Make these Spicy Shrimp Rolls at home for a fun, easy dinner! You can make them as spicy or as mild as you like — just pull out some frozen shrimp and you can have these shrimp rolls (or bowls!) on the table in under an hour.
Sushi rolls (or maki sushi) seems rather intimidating, but it’s actually quite easy to make simple rolls like this at home.
And WAYYYY less expensive. Going out for sushi is definitly a splurge for us, but those complicated rolls are something that I don’t try to tackle at home, so it’s worth it occasionally.
What’s in Spicy Shrimp Rolls
For these spicy shrimp rolls, you’ll need these components:
- Sushi rice
- Spicy Shrimp Salad
- Cucumbers & Avocado
- Nori wrappers
The easiest way to roll sushi is by using a sushi mat. You can find inexpensive bamboo sushi mats for rolling sushi on Amazon or in an Asian grocery store.
How to make Sushi Rice
Choose short grain or sushi-specific white rice.
Short grain rice is higher in starch which creates stickier rice — ideal for making sushi rolls. Try to find short grain white rice or rice that is specifically labeled as “sushi rice” for best results.
Soak the rice
Usually you’d make fluffy rice by rinsing the rice until the water runs clear, but in this case you want to soak the rice and then cook the rice in the water you soaked the rice in.
This only takes about 15 min, so you can start gathering the rest of the ingredients for your components.
Cook the rice
Even though I have a rice cooker, I like to do this on the stovetop so I can have more control over the steaming. Sometimes extra starchy rice burns or sticks to the pot in my Instant Pot, so I like to do it in a smaller pot on the stove.

#### [DATA ENTRIES]
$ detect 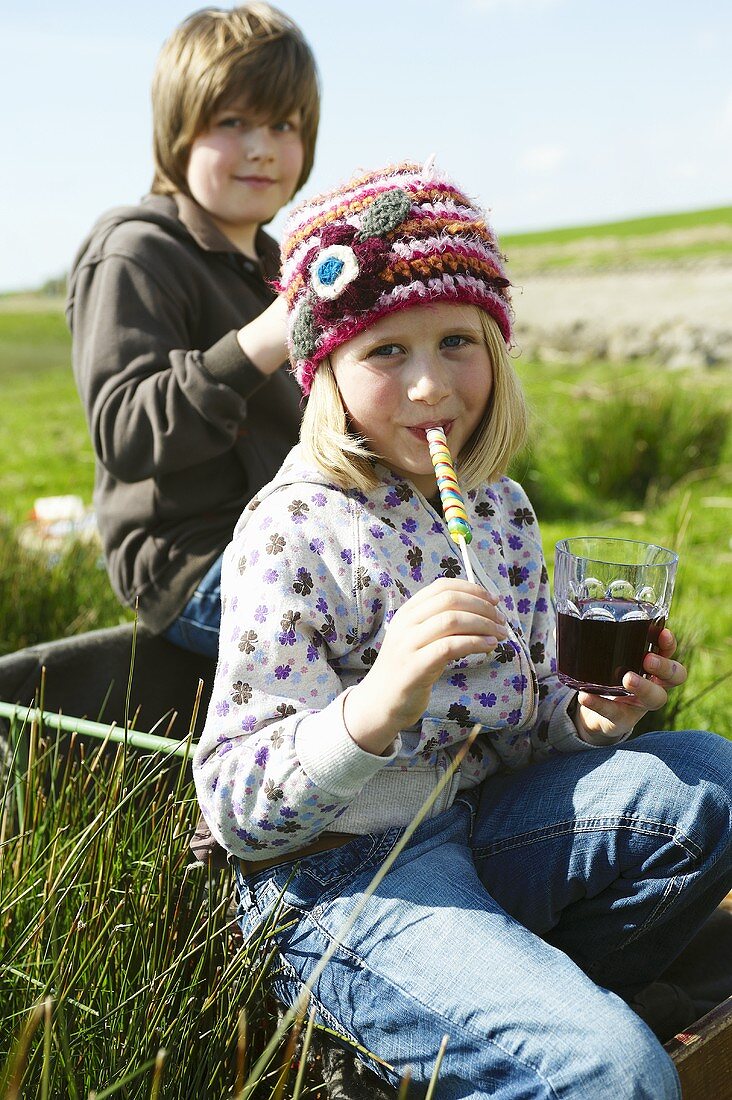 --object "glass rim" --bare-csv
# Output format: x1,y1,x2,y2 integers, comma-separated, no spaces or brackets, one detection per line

* * *

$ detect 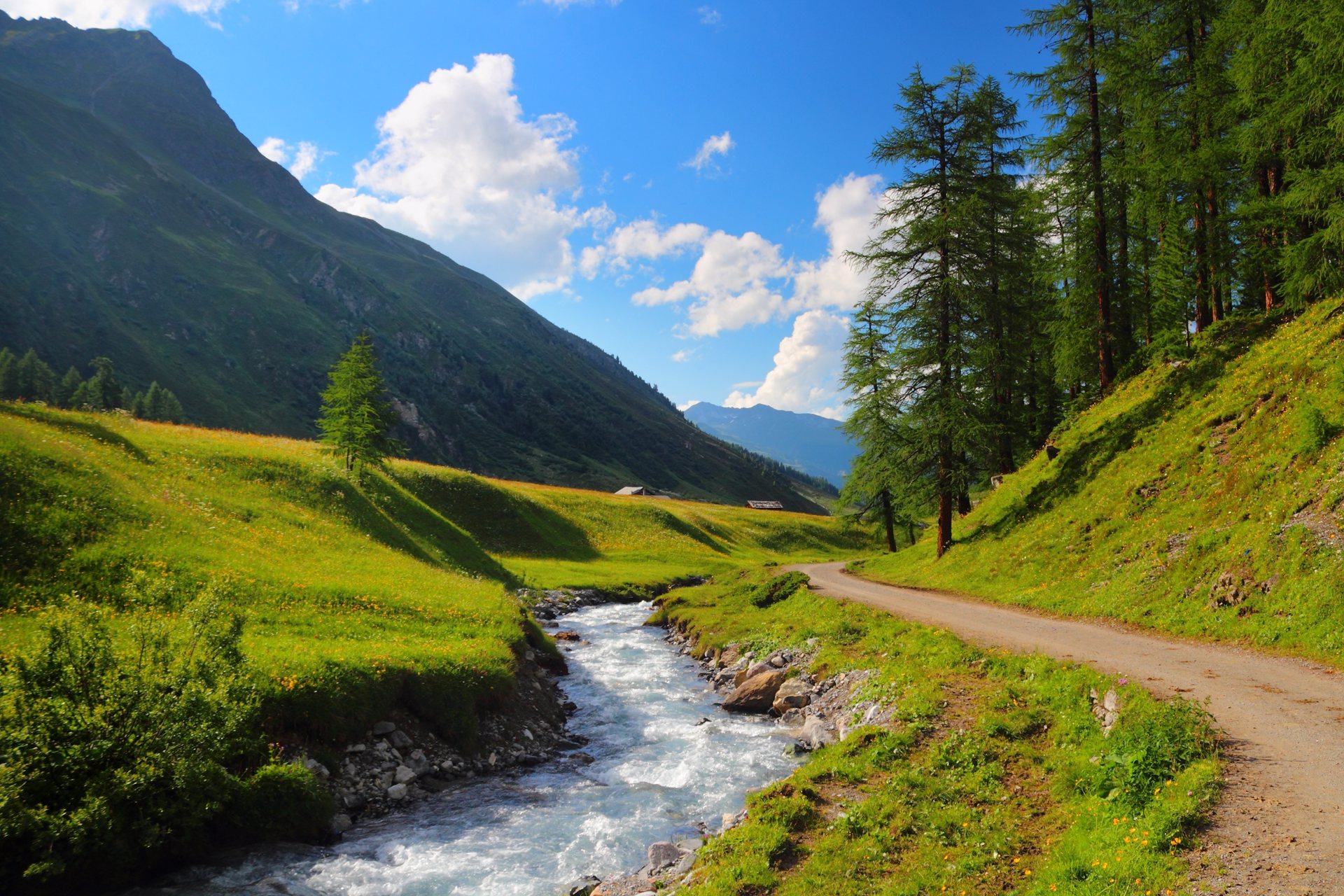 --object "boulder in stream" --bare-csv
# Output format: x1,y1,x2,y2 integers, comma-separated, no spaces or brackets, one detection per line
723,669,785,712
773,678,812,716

--

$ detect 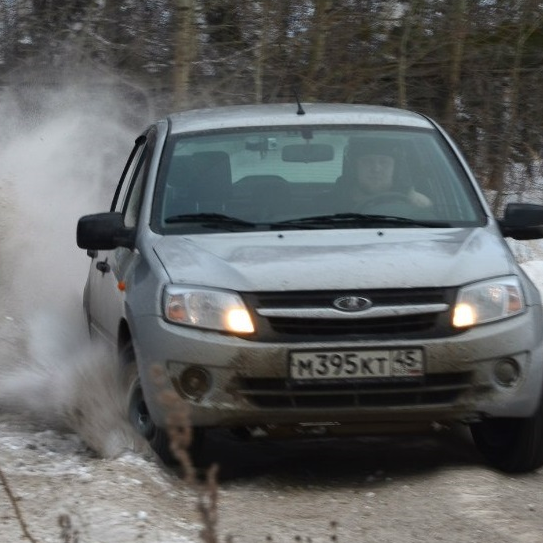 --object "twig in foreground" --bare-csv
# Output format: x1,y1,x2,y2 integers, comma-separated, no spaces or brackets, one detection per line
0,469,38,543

#### [SET TASK A]
Do the following statements agree with the shrimp roll recipe? Answer yes or no for each and quote the deciding words. (i) The rice should be rinsed until the water runs clear. (ii) Soaking the rice takes about 15 minutes. (iii) The writer cooks the rice in a rice cooker.
#### [SET TASK B]
According to the shrimp roll recipe, why does the writer cook the sushi rice on the stovetop?

#### [WRITTEN REPLY A]
(i) No: "in this case you want to soak the rice and then cook the rice in the water you soaked the rice in."
(ii) Yes: "This only takes about 15 min"
(iii) No: "Even though I have a rice cooker, I like to do this on the stovetop"

#### [WRITTEN REPLY B]
The stovetop gives the writer more control over the steaming. Extra starchy rice sometimes burns or sticks to the pot in the writer's Instant Pot, so the writer uses a smaller pot on the stove.